Mittelalterfans erweitern ihr altes Ego um ein historisches Alter Ego. Die meisten suchen sich dazu eine bestimmte Rolle aus – die Darstellung einer meist erfundenen Person, manchmal aber auch eines ehedem real existierenden Menschen. Sie kleiden sich möglichst entsprechend dem historisch belegten Habitus ihres mittelalterlichen Vorbilds und geben sich einen Mittelalternamen, unter dem sie auftreten und in der Szene bekannt sind. Viele finden sich in Gruppen zusammen, die sich ein bestimmtes Zeitalter, eine bestimmte Volksgruppe oder ein bestimmtes Thema zurechtlegen und gemeinsam wiederauferstehen lassen.
Teile einer Ritterrüstung aus dem 14. Jahrhundert: ein Gambeson (Schutzbekleidung, meist unter dem Kettenhemd getragen), Handschuhe und ein »Hundsgugel« genannter Helm. Das Schwert ist einem Vorbild aus dem 15. Jahrhundert nachempfunden.
85 mm | f/11 | 1/400 s | ISO 200
Dabei gibt es unterschiedliche Strömungen und Tendenzen innerhalb der Mittelalterszene. Die einen legen größten Wert auf eine historische exakte Präsentation und fertigen nach Möglichkeit alle Teile ihrer Rüstung oder Gewandung selbst nach belegbaren Vorbildern. Die meisten aber nehmen es etwas weniger genau und mischen auch mal – ganz nach Lust, Laune und Geldbeutel – Epochen, Völker und Stände durcheinander.

---*---

* [Aufgabe a]: Gib die Datenzeilen vom Anfang bis einschließlich der Zeile mit „[[[6,17],[6,19],[5,19],[6,21],[13,21],[14,20],[14,19],[12,18]]]" als Markdown-Tabelle mit den Spalten „Nr." und „Zeile" wieder. Leerzeilen lässt du weg.

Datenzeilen
---*---

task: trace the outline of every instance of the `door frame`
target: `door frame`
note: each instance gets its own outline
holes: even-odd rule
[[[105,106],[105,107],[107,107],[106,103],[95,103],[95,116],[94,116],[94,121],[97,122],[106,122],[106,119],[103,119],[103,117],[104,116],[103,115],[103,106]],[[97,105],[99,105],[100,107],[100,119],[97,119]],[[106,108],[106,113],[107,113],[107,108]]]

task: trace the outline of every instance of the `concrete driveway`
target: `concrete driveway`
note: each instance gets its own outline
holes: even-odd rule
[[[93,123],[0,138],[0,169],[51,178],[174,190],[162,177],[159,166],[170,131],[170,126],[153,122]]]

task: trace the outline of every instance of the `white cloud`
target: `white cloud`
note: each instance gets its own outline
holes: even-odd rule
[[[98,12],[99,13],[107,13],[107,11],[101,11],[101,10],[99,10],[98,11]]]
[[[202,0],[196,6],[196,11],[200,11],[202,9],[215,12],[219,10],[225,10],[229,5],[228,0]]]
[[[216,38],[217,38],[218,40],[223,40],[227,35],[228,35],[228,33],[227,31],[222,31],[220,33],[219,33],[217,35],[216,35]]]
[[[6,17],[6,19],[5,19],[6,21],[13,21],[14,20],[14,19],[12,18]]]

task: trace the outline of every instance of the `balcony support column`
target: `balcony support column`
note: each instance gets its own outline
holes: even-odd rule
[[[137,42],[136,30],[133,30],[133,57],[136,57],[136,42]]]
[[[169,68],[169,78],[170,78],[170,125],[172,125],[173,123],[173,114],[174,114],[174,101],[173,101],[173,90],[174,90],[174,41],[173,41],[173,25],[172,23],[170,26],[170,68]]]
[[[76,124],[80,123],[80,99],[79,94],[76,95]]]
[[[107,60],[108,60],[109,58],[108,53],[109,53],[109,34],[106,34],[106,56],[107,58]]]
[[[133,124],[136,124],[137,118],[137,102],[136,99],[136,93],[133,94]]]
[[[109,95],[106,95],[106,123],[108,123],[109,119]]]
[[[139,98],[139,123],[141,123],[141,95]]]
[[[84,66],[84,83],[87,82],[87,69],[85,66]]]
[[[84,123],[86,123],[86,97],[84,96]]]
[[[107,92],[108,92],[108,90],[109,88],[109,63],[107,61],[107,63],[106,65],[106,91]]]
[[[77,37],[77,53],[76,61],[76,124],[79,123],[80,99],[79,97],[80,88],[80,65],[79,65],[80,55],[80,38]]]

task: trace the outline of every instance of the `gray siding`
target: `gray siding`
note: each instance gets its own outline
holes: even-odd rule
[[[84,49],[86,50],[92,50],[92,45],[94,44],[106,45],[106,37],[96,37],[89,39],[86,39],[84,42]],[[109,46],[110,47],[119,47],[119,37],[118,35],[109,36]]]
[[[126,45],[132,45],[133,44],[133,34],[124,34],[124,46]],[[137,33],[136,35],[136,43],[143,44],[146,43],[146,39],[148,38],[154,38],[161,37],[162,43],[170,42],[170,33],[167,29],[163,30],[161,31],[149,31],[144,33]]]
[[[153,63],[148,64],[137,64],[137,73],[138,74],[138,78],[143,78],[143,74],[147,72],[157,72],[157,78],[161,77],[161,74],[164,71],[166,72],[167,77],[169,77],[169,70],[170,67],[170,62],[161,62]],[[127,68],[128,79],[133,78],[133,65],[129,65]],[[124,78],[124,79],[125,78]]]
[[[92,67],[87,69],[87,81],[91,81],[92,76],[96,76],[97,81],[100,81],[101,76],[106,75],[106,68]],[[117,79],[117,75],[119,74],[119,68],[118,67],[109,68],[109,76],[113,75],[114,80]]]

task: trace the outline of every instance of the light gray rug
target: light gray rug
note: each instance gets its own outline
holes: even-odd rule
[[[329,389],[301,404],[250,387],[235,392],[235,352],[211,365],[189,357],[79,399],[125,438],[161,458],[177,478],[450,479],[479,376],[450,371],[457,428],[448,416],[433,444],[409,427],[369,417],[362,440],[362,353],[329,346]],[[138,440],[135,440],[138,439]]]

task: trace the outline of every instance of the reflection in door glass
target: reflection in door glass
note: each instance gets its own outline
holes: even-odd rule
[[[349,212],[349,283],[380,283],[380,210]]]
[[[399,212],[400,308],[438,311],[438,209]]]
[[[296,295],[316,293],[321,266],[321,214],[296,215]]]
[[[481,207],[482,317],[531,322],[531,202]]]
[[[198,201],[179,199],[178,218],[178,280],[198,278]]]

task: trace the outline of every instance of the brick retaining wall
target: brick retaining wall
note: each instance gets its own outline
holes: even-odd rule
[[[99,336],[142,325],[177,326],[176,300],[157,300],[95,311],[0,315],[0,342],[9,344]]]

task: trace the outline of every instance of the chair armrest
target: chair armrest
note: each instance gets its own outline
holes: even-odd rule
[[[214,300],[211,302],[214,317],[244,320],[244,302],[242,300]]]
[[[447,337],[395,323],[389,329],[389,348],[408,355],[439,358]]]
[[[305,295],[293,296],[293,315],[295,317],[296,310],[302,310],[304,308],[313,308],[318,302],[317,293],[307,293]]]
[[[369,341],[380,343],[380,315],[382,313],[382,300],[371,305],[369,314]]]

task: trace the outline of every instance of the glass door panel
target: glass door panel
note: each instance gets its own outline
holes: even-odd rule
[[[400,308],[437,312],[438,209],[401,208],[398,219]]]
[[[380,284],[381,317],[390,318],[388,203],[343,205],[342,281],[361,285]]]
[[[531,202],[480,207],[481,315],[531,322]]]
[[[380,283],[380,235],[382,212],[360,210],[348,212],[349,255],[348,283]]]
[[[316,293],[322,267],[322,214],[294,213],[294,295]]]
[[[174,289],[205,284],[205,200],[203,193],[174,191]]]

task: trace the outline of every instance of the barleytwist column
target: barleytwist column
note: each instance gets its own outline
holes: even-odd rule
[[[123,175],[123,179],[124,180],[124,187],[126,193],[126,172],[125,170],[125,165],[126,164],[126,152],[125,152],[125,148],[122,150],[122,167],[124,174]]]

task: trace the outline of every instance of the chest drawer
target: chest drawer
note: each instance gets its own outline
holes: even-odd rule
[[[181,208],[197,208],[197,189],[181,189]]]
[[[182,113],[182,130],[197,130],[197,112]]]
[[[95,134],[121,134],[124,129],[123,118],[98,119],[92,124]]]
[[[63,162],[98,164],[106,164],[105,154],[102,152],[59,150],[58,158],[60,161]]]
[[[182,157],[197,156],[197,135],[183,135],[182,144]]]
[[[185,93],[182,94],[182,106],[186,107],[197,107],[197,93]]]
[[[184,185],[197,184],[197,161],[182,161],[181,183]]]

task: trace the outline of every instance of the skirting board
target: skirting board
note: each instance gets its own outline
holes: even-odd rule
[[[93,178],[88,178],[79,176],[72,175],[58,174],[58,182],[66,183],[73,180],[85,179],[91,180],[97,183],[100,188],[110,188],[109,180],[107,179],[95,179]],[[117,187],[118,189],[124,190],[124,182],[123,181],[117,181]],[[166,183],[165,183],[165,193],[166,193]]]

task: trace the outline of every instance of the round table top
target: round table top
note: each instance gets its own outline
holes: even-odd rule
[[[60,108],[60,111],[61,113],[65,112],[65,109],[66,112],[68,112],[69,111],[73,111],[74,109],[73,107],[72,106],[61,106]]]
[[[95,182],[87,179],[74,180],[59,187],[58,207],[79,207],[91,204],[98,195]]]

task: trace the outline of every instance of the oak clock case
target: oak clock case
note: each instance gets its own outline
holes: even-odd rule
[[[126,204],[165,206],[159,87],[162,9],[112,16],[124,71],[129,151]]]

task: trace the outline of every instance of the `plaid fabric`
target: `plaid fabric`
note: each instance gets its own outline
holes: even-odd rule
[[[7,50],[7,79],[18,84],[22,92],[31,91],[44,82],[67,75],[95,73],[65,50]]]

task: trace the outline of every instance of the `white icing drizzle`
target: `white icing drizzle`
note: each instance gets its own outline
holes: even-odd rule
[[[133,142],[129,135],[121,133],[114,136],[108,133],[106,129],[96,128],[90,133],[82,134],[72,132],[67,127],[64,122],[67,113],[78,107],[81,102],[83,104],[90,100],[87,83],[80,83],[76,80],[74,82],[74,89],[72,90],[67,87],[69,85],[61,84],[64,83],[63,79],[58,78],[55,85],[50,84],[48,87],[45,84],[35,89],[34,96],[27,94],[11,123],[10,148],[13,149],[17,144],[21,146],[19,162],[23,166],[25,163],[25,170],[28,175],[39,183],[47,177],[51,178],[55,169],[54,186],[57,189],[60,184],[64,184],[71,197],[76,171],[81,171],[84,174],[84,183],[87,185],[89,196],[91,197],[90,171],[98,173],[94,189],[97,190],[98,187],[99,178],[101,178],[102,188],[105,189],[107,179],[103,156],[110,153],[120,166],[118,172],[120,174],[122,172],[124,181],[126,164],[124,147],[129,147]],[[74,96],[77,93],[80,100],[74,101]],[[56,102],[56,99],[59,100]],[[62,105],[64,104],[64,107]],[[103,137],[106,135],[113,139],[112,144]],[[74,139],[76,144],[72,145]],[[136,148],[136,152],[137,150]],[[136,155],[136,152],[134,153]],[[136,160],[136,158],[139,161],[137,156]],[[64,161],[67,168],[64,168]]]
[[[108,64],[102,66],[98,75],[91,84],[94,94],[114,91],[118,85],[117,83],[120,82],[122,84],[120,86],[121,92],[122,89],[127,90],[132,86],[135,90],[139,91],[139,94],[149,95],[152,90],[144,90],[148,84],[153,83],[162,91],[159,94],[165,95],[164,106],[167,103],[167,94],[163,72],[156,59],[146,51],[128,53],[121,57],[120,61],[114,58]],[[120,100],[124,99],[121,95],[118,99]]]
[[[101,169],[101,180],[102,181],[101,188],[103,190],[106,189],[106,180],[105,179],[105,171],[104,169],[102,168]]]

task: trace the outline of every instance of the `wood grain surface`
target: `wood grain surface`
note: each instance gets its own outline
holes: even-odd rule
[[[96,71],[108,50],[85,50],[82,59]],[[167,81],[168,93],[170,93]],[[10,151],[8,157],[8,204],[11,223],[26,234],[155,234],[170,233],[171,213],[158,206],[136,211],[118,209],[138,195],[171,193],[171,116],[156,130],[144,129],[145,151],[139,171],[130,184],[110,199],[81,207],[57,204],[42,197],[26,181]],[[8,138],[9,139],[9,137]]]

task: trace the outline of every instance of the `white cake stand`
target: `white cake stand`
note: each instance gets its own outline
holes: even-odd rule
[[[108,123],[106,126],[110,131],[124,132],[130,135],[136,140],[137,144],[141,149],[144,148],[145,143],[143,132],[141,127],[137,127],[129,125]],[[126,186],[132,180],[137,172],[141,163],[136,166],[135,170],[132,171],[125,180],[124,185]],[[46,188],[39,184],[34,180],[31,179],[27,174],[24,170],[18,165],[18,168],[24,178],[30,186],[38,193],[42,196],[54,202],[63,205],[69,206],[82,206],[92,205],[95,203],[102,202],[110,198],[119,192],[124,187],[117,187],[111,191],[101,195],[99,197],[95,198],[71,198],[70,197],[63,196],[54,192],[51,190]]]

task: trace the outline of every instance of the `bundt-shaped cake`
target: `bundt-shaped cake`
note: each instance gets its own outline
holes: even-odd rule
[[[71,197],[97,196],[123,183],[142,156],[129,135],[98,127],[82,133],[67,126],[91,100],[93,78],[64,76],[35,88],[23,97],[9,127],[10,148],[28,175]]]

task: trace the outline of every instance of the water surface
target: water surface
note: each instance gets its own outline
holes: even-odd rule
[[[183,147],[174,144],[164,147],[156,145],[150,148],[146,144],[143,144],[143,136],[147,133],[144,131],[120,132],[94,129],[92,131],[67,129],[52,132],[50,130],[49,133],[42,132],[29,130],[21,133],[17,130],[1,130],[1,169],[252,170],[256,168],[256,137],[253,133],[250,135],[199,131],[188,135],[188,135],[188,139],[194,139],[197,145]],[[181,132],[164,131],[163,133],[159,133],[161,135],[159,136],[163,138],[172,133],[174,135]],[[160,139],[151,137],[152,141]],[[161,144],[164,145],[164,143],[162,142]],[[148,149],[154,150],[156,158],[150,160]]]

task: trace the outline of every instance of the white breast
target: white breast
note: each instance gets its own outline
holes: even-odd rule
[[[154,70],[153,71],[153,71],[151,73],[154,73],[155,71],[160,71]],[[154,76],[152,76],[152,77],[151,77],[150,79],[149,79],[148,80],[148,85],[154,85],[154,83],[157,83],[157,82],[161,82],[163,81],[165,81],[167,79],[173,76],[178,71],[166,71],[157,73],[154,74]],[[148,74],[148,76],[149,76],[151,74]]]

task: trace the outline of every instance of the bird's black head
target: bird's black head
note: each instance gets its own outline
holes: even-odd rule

---*---

* [Aufgabe b]: Schreib den Textauszug über die Mittelalterszene im Anschluss an seinen letzten Satz weiter.

* [Lösung a]:
| Nr. | Zeile |
|---|---|
| 1 | task: trace the outline of every instance of the `door frame` |
| 2 | target: `door frame` |
| 3 | note: each instance gets its own outline |
| 4 | holes: even-odd rule |
| 5 | [[[105,106],[105,107],[107,107],[106,103],[95,103],[95,116],[94,116],[94,121],[97,122],[106,122],[106,119],[103,119],[103,117],[104,116],[103,115],[103,106]],[[97,105],[99,105],[100,107],[100,119],[97,119]],[[106,108],[106,113],[107,113],[107,108]]] |
| 6 | task: trace the outline of every instance of the `concrete driveway` |
| 7 | target: `concrete driveway` |
| 8 | note: each instance gets its own outline |
| 9 | holes: even-odd rule |
| 10 | [[[93,123],[0,138],[0,169],[51,178],[174,190],[162,177],[159,166],[170,131],[170,126],[153,122]]] |
| 11 | task: trace the outline of every instance of the `white cloud` |
| 12 | target: `white cloud` |
| 13 | note: each instance gets its own outline |
| 14 | holes: even-odd rule |
| 15 | [[[98,12],[99,13],[107,13],[107,11],[101,11],[101,10],[99,10],[98,11]]] |
| 16 | [[[202,0],[196,6],[196,11],[200,11],[202,9],[215,12],[219,10],[225,10],[229,5],[228,0]]] |
| 17 | [[[216,38],[217,38],[218,40],[223,40],[227,35],[228,35],[228,33],[227,31],[222,31],[220,33],[219,33],[217,35],[216,35]]] |
| 18 | [[[6,17],[6,19],[5,19],[6,21],[13,21],[14,20],[14,19],[12,18]]] |

* [Lösung b]:
Außerdem gibt es natürlich diejenigen Mittelalterfans, die sich eher nur dem Spaß und vielleicht auch dem Trunke ergeben wollen, sich einen auf dem Markt erstandenen historisierenden Kittel undefinierter Provenienz überziehen, ein Schwert umschnallen und losziehen, ohne sich groß um die Geschichte zu kümmern. Und schlussendlich findet man auch auf Mittelaltermärkten Fantasyfans, deren Darstellung eher auf Comic- und Filmfiguren basiert als auf realistischen Vorbildern.
Toleranz
In der Mittelalterszene werden fast alle Strömungen und Darstellungen nebeneinander toleriert. Tempelritter trinken mit keltischen Heiden, orientalische Tänzerinnen palavern mit adeligen Jungfrauen, Ritter in schweren Rüstungen lachen mit einfachen Recken, die im Mittelalter wohl nicht einmal zum Pagen getaugt hätten. Adelige und Bauern unterscheiden sich hier in der Regel nur in ihren finanziellen Möglichkeiten oder der inneren Bereitschaft zur Investition in ihre mittelalterliche Ausstattung.
Emanzipation im Mittelalter: Schwertkampftraining der Damen.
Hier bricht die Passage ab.